GIVEN PASSAGE
-- Opening Marker --

Amendment 426 would prevent the co-ordinating doctor from finalising the first assessment process until they had received confirmation from a multidisciplinary team—as set out in amendment 425—that the person seeking assistance to end their own life had met with the multidisciplinary team. The Committee may wish to note that under the amendment there would be no requirement on the multidisciplinary team to provide that confirmation in a given timeframe. That might lead to delays in the co-ordinating doctor being able to make their statement and onward referral.
Amendment 286 would remove the requirements in paragraphs (a) to (c) of clause 9(2) and insert three new requirements. The three new conditions require the assessing doctor, for both the first and second assessment, to consult specialists in relation to the person’s diagnosis and prognosis, any treatments available and the likely effect of those treatments, and any palliative, hospice or other care, including symptom management and psychological support.
The Committee may wish to note that, as drafted, amendment 286 might have some unintended consequences. That is because by replacing clause 9(2)(a), (b) and (c), it would remove the words
“explain to and discuss with the person being assessed”
at clause 9(2)(b). Consequently, the amendment would remove the requirement for the assessing doctor to have a discussion with the person about the factors currently set out in clause 9(2)(b). The assessing doctors would also not be required to examine the person and their medical records, and to make other inquiries as they consider appropriate.

-- Closing Marker --

ACTIVITY 1
List every amendment number mentioned in the passage on the amendments.
ACTIVITY 2
Extend the passage on the amendments with the next few sentences, picking up after its final sentence.
The rows are not needed for any of these tasks.

Rows drawn from a dataset
-- Opening Marker --

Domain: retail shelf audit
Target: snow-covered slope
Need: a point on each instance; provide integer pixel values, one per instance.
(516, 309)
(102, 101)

-- Closing Marker --
-- Opening Marker --

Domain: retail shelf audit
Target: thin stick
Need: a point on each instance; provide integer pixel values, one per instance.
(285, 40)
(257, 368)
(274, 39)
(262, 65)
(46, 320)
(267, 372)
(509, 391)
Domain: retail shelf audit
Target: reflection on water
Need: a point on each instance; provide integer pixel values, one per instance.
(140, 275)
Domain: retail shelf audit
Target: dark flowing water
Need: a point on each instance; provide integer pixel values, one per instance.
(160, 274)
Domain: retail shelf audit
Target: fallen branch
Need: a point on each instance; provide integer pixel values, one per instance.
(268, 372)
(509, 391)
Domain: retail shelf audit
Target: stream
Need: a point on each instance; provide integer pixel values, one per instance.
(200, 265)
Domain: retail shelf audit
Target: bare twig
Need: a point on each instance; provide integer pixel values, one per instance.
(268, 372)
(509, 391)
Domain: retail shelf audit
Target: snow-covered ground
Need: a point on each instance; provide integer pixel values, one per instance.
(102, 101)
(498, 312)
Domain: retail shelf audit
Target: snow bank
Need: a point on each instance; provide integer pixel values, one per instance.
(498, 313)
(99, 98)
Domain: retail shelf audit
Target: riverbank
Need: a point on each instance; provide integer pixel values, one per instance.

-- Closing Marker --

ANSWER SECTION 1
426, 425, 286

ANSWER SECTION 2
The amendment could also lead to a significant loss of essential discussion between the assessing doctors and the person seeking assisted dying. The removal of clause 9(2)(b) would eliminate the requirement to explain and discuss the diagnosis and prognosis, treatment options and palliative care. Additionally, the amendment would remove the requirement to discuss the person’s wishes in the event of complications arising in connection with the self-administration of an approved substance, which may be seen as important for fully informed decision making.
I thank the Committee for its attention.
I will try to keep my comments as brief as possible because we have had another very thorough discussion. First, my amendment 424 is, as the Minister said, a simple drafting change in clause 40 that confirms that “preliminary discussion” means a discussion as per clause 4(3).
Amendment 275 from my hon. Friend the Member for Sunderland Central would, in many circumstances, broaden the scope of the conversation that the doctor would have with the patient, and I am happy to support it.
I am also happy to support the very sensible amendment 108 from my hon. Friend the Member for East Thanet (Ms Billington). It is perfectly acceptable to ask the doctor to offer to refer the patient to a specialist, as they would probably do in most cases anyway, but the amendment is for clarity.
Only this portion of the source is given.